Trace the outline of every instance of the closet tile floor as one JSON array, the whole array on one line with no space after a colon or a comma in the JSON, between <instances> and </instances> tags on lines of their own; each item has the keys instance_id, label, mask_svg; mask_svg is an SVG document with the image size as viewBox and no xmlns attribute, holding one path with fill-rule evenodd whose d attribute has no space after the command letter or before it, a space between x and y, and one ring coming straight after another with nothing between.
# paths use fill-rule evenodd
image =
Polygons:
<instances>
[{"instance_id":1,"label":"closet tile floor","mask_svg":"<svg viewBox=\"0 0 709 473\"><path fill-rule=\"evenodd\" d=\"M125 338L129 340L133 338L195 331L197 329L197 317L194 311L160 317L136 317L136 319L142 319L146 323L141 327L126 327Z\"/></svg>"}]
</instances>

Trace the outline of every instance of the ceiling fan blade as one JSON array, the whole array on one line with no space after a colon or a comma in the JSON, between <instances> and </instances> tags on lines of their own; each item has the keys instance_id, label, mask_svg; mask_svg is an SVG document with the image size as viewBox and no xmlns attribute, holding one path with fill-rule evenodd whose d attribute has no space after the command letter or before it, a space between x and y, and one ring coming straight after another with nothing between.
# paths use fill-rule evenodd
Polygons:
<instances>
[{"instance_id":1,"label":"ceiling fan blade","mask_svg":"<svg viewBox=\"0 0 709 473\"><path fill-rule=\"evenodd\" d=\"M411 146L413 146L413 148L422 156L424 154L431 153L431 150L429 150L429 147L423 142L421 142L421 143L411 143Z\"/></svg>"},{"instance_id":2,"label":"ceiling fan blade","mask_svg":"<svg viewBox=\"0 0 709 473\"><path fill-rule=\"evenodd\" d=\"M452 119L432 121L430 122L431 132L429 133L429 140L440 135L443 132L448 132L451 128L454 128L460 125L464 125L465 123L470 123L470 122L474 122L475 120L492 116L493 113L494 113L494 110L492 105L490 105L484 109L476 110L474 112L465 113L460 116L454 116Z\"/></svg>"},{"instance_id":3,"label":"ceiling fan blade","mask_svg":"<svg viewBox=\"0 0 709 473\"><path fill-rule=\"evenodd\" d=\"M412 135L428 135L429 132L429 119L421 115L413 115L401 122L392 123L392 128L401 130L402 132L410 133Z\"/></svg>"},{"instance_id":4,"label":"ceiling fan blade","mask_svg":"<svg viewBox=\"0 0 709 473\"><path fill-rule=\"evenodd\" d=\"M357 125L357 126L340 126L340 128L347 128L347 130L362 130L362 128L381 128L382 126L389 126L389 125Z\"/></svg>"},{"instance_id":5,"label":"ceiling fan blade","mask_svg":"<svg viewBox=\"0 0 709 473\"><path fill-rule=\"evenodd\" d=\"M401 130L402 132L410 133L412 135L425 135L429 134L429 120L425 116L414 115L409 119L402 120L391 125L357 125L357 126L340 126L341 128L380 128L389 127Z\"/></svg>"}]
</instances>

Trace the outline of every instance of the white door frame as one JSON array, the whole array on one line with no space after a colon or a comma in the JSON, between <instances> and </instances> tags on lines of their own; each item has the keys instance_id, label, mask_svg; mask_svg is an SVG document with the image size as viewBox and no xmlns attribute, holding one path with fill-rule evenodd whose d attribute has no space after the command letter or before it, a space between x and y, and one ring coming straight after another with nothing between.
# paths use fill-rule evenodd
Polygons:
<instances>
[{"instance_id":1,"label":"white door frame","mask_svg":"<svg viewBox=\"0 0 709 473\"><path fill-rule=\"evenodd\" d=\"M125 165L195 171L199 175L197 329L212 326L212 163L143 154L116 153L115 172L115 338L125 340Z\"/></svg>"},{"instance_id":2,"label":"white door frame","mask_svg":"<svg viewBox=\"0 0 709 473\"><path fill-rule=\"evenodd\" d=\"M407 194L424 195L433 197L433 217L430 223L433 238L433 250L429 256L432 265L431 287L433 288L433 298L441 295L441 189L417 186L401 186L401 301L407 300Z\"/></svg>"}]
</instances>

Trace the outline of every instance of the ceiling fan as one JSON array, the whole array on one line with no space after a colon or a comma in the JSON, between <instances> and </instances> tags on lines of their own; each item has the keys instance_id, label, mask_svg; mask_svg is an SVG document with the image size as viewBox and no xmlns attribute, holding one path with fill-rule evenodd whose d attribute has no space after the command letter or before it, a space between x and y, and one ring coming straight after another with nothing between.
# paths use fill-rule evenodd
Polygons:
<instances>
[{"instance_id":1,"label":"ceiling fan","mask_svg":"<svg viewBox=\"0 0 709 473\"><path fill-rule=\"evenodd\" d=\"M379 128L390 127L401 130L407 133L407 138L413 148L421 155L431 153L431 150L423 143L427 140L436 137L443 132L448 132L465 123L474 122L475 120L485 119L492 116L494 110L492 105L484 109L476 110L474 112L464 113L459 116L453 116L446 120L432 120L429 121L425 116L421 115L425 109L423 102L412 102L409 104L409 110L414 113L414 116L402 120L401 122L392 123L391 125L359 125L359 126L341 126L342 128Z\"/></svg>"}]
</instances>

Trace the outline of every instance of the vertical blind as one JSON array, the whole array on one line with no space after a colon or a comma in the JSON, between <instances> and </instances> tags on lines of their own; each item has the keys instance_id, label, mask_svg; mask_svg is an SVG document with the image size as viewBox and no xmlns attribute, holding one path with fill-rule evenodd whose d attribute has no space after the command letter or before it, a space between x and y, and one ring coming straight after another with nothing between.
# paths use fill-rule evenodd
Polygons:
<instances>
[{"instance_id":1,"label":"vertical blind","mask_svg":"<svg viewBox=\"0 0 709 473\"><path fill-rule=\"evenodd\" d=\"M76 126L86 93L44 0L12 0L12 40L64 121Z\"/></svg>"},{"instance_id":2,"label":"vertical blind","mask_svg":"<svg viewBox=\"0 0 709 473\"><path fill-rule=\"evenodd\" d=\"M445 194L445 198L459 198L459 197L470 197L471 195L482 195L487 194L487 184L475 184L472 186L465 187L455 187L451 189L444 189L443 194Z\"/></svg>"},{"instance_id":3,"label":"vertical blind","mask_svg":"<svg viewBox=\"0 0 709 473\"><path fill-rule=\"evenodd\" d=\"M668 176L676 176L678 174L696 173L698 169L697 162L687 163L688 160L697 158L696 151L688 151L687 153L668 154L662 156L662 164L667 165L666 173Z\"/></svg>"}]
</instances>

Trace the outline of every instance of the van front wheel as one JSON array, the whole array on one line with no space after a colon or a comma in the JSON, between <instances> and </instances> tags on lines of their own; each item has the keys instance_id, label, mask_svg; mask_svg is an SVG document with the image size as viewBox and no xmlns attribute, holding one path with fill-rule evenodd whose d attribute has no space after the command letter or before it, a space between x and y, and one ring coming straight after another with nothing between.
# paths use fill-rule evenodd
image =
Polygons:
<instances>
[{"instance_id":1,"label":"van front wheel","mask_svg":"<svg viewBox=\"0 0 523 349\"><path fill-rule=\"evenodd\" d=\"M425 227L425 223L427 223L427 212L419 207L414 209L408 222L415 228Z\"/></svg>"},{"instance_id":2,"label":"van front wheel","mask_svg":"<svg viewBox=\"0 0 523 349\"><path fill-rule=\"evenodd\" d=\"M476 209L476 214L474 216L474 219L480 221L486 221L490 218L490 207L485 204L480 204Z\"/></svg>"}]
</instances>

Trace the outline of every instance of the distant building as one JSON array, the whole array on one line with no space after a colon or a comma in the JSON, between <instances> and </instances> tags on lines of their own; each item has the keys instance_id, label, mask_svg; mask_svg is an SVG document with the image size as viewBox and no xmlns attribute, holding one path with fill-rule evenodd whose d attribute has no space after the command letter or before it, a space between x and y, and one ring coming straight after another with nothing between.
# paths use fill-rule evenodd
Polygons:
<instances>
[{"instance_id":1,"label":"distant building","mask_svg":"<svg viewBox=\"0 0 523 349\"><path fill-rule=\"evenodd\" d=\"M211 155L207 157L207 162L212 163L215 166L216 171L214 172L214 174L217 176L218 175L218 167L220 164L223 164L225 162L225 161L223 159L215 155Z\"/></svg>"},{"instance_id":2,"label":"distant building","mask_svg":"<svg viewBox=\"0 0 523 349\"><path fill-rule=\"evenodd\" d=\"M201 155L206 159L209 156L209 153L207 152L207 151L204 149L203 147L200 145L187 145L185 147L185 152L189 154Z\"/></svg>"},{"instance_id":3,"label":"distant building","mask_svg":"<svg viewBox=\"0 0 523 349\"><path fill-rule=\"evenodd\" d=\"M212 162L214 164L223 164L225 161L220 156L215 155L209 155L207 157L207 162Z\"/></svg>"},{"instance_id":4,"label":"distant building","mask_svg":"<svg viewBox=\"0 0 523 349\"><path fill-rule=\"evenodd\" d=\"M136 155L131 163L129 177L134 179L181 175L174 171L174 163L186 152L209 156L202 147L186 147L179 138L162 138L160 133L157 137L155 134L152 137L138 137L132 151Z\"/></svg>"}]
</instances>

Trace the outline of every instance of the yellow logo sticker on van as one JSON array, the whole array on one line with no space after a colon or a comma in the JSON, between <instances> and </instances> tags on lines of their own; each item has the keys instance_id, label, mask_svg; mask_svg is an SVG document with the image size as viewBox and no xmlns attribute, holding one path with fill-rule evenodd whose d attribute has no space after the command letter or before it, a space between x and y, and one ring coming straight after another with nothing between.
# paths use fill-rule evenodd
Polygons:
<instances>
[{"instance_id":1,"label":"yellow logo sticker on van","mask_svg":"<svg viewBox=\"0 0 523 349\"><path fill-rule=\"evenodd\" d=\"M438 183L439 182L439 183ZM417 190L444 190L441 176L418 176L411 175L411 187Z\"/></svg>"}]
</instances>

^^^^^^^^^^^^^^^^

▶ _TO BE DONE_: Would you quote, exactly and only, the lines from the one containing "Trace the outline of every instance of the yellow" to the end of the entries?

▶ _CORRECT OUTPUT_:
Trace the outline of every instance of the yellow logo sticker on van as one JSON array, the whole array on one line with no space after a colon or a comma in the JSON, between <instances> and </instances> tags on lines of their own; each item has the keys instance_id, label, mask_svg; mask_svg is an SVG document with the image size as viewBox and no xmlns attribute, holding one path with fill-rule evenodd whose d attribute has no space after the command letter or before it, a space between x and y, and one ring coming straight after another with nothing between.
# paths use fill-rule evenodd
Polygons:
<instances>
[{"instance_id":1,"label":"yellow logo sticker on van","mask_svg":"<svg viewBox=\"0 0 523 349\"><path fill-rule=\"evenodd\" d=\"M438 183L439 182L439 183ZM417 190L444 190L441 176L418 176L411 175L411 187Z\"/></svg>"}]
</instances>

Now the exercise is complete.